● **What the task asks**: Check each line below for the word "pointer", and copy those that have it.

● **Stored records**:
= = =

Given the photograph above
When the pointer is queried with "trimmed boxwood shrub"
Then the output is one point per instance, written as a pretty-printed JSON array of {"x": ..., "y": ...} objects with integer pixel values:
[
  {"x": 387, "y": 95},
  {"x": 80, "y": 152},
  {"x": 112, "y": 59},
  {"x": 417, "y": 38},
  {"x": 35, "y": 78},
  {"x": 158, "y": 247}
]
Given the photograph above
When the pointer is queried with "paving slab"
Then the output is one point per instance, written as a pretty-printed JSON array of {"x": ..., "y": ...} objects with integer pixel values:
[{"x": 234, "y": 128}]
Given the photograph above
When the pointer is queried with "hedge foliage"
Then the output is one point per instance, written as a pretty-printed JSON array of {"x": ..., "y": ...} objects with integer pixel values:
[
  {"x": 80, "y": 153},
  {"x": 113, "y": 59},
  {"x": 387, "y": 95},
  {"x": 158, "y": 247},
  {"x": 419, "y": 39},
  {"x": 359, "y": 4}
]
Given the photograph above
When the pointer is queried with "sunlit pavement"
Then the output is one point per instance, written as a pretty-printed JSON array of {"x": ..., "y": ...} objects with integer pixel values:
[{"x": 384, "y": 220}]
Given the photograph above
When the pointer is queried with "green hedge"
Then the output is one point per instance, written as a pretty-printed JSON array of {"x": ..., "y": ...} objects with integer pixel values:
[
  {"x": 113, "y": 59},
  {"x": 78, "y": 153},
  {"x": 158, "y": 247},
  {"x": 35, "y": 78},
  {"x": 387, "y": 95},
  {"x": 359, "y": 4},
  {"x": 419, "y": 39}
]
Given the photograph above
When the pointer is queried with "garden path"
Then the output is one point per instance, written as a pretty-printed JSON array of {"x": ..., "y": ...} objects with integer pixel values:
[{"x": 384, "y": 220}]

= = =

● **Output below**:
When the pointer is queried with "trimmed boxwood shrub"
When the pointer is queried with "paving slab"
When the pointer is queried with "hedge foliage"
When the pointer is queried with "sunlit pavement"
When the pointer is queried with "green hedge"
When the pointer is queried with "garden path"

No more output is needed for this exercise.